━━━ THE INPUT ━━━
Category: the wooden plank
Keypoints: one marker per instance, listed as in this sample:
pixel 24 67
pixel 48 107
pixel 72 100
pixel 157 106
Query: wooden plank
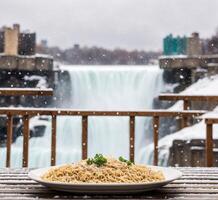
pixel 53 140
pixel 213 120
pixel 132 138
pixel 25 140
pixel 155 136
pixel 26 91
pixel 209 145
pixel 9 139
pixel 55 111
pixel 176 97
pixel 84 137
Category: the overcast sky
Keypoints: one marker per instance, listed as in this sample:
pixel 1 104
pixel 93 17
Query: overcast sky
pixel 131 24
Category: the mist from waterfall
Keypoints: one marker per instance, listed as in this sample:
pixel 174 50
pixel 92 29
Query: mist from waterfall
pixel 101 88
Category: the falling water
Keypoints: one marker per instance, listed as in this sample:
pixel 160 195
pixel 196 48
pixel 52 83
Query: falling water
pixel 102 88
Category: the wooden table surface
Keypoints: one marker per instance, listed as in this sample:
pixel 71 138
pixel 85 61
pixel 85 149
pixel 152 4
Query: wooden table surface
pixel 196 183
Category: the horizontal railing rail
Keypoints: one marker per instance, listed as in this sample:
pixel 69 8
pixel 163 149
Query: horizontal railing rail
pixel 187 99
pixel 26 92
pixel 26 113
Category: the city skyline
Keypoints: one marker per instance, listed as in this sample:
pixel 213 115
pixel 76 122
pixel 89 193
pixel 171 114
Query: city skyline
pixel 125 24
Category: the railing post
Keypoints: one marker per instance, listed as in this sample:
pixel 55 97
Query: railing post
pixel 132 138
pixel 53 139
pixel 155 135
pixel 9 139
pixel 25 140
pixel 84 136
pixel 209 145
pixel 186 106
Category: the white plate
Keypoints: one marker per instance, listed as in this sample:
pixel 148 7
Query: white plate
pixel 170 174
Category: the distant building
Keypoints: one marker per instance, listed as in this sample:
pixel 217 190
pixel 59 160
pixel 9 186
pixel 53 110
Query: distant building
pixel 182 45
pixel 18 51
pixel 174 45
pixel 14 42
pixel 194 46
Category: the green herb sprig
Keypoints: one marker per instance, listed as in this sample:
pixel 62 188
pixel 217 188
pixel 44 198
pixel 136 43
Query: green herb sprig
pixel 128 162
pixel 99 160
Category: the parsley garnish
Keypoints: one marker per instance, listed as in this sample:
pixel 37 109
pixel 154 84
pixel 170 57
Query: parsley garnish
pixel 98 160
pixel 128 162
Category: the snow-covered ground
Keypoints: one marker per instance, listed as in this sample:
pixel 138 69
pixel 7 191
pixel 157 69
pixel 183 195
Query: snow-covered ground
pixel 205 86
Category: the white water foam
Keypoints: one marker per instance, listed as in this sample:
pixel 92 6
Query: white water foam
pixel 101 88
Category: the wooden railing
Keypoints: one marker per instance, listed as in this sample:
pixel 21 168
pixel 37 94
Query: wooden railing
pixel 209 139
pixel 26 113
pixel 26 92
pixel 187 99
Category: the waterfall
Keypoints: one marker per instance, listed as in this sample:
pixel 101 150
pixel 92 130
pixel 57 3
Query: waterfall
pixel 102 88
━━━
━━━ THE INPUT ━━━
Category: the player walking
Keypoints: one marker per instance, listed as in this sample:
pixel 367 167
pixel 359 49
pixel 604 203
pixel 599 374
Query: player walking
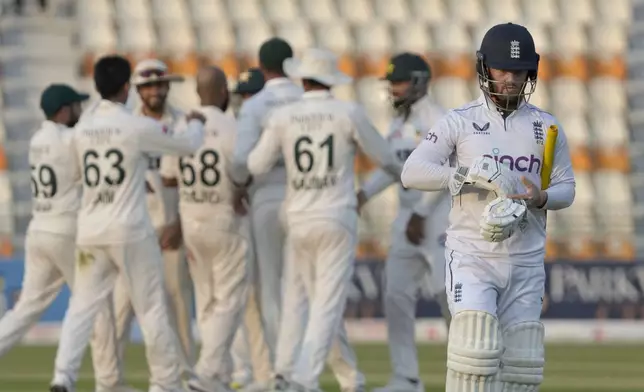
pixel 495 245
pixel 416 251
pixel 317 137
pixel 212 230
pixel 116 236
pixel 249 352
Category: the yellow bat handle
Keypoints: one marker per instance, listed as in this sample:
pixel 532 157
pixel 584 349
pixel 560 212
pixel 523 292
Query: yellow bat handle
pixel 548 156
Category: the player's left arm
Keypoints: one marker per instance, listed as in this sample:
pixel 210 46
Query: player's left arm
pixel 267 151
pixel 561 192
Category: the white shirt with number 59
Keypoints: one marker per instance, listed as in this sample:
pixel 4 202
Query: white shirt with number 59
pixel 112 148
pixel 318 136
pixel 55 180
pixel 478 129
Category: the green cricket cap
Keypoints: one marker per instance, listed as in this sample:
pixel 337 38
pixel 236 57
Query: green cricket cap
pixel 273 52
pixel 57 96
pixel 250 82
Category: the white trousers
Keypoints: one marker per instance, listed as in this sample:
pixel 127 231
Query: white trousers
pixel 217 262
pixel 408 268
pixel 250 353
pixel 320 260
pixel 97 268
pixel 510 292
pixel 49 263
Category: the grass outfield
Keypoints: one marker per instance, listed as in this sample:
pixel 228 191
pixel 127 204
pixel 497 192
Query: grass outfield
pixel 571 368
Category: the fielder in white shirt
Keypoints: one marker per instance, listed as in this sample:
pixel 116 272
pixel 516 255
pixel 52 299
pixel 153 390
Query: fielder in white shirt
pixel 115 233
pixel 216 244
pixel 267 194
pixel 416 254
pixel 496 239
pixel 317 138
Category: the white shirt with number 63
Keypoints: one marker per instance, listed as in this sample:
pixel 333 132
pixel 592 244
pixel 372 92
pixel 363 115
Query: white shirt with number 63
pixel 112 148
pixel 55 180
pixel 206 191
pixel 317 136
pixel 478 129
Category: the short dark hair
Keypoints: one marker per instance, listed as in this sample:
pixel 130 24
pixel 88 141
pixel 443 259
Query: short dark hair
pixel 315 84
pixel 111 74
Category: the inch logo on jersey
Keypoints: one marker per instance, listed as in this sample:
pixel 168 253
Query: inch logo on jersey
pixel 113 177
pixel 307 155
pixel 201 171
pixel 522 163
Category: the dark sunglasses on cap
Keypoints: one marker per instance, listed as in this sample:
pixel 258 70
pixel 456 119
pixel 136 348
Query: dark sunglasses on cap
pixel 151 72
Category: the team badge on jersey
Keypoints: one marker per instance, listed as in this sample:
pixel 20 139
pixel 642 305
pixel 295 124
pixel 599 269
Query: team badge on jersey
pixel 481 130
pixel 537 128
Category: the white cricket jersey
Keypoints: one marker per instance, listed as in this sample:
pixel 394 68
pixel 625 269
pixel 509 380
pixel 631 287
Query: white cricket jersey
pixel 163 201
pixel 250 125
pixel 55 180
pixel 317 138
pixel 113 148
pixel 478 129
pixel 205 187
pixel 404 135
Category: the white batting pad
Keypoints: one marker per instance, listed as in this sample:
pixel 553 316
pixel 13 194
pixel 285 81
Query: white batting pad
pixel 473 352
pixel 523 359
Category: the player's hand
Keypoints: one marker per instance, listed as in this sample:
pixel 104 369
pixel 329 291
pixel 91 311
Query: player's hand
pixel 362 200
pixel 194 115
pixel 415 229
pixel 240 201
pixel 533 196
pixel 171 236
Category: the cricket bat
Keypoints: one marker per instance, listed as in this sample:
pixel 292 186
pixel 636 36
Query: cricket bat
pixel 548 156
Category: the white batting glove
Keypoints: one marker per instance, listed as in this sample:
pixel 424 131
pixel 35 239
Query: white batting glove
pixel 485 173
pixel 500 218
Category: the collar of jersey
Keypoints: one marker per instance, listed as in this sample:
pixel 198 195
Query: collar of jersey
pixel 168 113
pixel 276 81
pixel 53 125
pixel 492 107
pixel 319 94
━━━
━━━ THE INPUT ━━━
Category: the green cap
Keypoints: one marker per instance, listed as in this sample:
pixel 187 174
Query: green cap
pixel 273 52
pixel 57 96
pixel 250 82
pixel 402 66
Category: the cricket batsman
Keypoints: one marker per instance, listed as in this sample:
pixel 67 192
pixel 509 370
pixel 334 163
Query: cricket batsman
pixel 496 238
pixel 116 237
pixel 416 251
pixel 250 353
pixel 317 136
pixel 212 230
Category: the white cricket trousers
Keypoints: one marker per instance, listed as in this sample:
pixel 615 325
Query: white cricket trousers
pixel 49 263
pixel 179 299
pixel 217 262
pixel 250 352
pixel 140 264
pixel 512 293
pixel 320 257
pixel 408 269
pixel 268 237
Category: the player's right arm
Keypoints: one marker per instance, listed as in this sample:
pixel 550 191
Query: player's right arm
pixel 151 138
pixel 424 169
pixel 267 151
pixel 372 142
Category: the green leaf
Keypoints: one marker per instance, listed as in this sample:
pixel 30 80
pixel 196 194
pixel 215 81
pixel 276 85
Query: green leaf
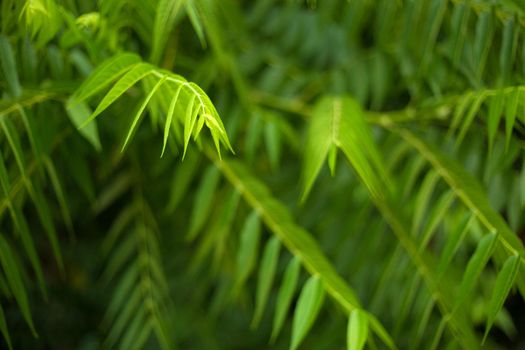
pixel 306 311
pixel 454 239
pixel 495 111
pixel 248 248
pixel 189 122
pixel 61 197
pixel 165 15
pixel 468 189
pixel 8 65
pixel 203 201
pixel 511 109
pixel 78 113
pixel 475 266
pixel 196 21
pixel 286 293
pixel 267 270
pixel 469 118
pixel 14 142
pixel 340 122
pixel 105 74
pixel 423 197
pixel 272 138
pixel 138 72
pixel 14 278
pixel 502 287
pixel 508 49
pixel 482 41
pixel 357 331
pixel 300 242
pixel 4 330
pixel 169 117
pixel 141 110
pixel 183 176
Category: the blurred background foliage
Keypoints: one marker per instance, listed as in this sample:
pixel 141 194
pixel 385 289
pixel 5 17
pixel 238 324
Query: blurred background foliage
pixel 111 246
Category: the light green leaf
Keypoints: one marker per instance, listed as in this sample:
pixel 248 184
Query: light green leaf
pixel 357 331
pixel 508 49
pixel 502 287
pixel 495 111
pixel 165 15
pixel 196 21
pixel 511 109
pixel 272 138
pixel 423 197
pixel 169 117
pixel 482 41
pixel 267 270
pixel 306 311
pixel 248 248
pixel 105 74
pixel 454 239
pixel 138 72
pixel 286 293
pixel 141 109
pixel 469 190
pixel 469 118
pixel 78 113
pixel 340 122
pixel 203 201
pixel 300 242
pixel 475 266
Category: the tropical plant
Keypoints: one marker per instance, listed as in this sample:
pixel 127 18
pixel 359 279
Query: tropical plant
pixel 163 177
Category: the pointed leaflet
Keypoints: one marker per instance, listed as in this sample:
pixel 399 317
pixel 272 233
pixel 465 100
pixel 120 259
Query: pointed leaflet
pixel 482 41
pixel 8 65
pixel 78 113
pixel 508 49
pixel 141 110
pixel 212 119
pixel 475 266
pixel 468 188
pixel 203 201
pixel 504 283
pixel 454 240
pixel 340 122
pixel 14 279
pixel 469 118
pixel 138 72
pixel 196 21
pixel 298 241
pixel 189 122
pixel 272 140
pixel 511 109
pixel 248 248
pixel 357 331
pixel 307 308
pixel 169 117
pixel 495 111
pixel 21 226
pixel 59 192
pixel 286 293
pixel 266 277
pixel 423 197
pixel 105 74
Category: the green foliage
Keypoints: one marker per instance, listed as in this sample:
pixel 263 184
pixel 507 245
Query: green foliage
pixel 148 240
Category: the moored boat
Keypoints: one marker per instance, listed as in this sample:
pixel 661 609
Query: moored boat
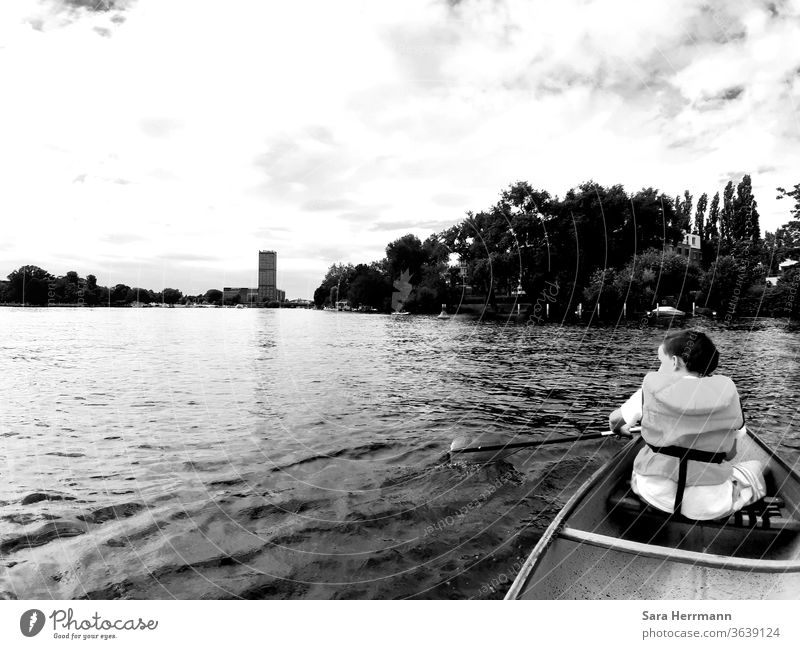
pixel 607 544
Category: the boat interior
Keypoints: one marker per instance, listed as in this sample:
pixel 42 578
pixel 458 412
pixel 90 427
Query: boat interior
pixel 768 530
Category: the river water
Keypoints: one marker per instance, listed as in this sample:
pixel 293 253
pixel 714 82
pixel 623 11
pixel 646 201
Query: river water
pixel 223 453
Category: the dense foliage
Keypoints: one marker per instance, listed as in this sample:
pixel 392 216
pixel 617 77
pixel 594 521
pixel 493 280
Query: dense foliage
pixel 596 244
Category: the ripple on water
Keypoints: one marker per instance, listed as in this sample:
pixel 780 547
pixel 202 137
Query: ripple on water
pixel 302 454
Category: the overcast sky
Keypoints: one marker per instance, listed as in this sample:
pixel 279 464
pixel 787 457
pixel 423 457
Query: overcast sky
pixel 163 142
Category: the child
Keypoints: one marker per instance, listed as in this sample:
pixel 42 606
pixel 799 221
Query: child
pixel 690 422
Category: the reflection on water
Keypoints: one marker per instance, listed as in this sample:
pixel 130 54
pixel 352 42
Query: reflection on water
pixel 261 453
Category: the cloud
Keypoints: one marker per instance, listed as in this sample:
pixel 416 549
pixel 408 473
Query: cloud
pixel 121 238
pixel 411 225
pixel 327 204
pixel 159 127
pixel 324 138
━━━
[TO BE DONE]
Reproduce the material verbatim, beginning at the line that has "Category: the boat interior" and stopping after the line that has "pixel 223 453".

[FULL SOLUTION]
Category: the boat interior
Keypoints: one marker per instance, listed as in this sample:
pixel 42 578
pixel 458 412
pixel 90 427
Query: boat interior
pixel 768 530
Category: the river water
Keypoints: one marker per instance, listed as in this sample:
pixel 293 253
pixel 714 82
pixel 623 11
pixel 646 201
Query: river water
pixel 223 453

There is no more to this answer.